- Directions for this task
Please write out every line of the records below as a numbered list, skipping blank lines and leaving out the pictures.

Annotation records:

******************************

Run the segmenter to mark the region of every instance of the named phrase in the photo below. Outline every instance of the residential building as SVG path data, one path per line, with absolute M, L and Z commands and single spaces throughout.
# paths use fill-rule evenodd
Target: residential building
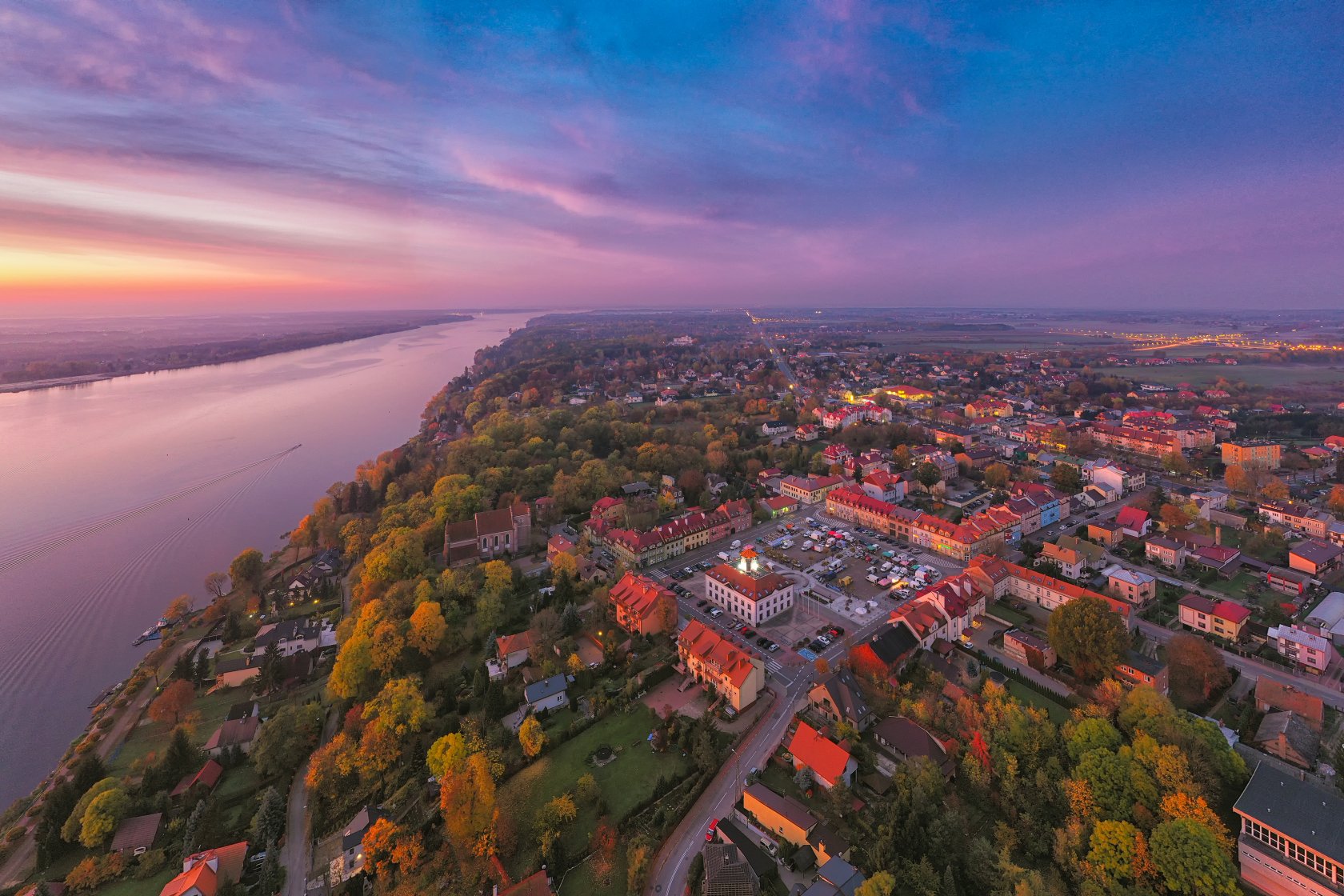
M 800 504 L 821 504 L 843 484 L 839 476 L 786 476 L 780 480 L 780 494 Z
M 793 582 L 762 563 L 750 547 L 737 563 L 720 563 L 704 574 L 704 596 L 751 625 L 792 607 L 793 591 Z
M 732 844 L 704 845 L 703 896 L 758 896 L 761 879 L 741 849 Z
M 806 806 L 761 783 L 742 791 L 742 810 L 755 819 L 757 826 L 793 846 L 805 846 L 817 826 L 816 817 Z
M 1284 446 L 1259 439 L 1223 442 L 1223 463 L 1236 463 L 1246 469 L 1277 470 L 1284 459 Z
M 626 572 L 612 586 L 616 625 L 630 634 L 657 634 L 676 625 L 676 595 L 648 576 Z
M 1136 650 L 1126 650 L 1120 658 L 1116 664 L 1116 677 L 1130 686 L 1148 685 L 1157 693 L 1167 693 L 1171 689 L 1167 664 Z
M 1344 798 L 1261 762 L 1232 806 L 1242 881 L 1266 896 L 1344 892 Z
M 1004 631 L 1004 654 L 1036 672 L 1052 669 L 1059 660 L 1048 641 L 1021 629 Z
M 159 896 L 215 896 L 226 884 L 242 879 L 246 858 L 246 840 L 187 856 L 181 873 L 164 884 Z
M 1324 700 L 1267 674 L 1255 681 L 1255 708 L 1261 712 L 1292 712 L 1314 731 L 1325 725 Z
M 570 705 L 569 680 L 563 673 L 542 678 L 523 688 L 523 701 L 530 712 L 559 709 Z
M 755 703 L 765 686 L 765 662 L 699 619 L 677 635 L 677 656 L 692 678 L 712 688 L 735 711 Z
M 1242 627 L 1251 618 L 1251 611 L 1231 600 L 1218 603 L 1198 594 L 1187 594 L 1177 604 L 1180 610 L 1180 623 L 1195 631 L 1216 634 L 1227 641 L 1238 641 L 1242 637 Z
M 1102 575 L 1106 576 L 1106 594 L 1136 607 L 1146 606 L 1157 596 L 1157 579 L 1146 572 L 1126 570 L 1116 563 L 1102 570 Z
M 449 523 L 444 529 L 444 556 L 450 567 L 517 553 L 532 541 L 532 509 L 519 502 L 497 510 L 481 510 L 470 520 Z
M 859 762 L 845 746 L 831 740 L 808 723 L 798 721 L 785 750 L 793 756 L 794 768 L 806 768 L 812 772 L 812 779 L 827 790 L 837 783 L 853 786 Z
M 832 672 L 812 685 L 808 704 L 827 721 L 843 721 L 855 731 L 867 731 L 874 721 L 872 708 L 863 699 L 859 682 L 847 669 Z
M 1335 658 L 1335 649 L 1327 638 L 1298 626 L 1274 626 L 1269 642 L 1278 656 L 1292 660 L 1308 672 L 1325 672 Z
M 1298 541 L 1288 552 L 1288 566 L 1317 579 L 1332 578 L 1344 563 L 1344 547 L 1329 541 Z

******************************

- Expected answer
1. Run the segmenter to mark the region of every instance of the named phrase in the photo below. Outline every instance of the residential building as SVG path data, one path per line, with absolute M, L and Z commands and single spaces throughout.
2. # paths use fill-rule evenodd
3. Target: residential building
4. M 800 504 L 821 504 L 843 484 L 839 476 L 786 476 L 780 480 L 780 494 Z
5. M 793 582 L 762 563 L 750 547 L 737 563 L 720 563 L 704 574 L 704 596 L 751 625 L 792 607 L 793 591 Z
6. M 732 844 L 704 845 L 703 896 L 758 896 L 761 879 L 741 849 Z
7. M 806 806 L 761 783 L 742 791 L 742 810 L 755 819 L 757 826 L 793 846 L 805 846 L 817 826 L 816 817 Z
8. M 1284 446 L 1259 439 L 1223 442 L 1223 463 L 1236 463 L 1246 469 L 1277 470 L 1284 459 Z
9. M 626 572 L 612 586 L 616 625 L 630 634 L 657 634 L 676 625 L 676 595 L 648 576 Z
10. M 1136 650 L 1126 650 L 1120 658 L 1116 664 L 1116 677 L 1130 686 L 1148 685 L 1157 693 L 1167 693 L 1171 689 L 1167 664 Z
11. M 1344 798 L 1261 762 L 1232 806 L 1242 881 L 1266 896 L 1344 892 Z
12. M 1004 631 L 1004 654 L 1036 672 L 1052 669 L 1059 660 L 1048 641 L 1021 629 Z
13. M 159 896 L 215 896 L 226 884 L 242 879 L 246 858 L 246 840 L 187 856 L 181 873 L 164 884 Z
14. M 1324 700 L 1267 674 L 1255 681 L 1255 708 L 1261 712 L 1292 712 L 1314 731 L 1325 725 Z
15. M 570 705 L 569 680 L 563 673 L 542 678 L 523 688 L 523 701 L 530 712 L 559 709 Z
16. M 755 703 L 765 686 L 765 662 L 699 619 L 677 635 L 677 656 L 692 678 L 712 688 L 735 711 Z
17. M 1242 627 L 1251 618 L 1251 611 L 1231 600 L 1218 603 L 1198 594 L 1187 594 L 1177 604 L 1180 610 L 1180 623 L 1195 631 L 1216 634 L 1227 641 L 1238 641 L 1242 637 Z
18. M 1102 575 L 1106 576 L 1106 594 L 1136 607 L 1146 606 L 1157 596 L 1157 579 L 1146 572 L 1126 570 L 1116 563 L 1102 570 Z
19. M 449 523 L 444 529 L 444 556 L 450 567 L 517 553 L 532 541 L 532 509 L 519 502 L 497 510 L 481 510 L 470 520 Z
20. M 859 762 L 845 746 L 831 740 L 808 723 L 798 721 L 785 750 L 793 756 L 794 768 L 806 768 L 812 772 L 812 779 L 827 790 L 837 783 L 853 786 Z
21. M 832 672 L 812 685 L 808 704 L 827 721 L 843 721 L 855 731 L 867 731 L 874 721 L 872 708 L 863 699 L 859 682 L 847 669 Z
22. M 1335 658 L 1335 649 L 1327 638 L 1298 626 L 1274 626 L 1269 642 L 1278 656 L 1292 660 L 1308 672 L 1325 672 Z
23. M 1298 541 L 1288 552 L 1288 566 L 1317 579 L 1332 578 L 1344 563 L 1344 547 L 1329 541 Z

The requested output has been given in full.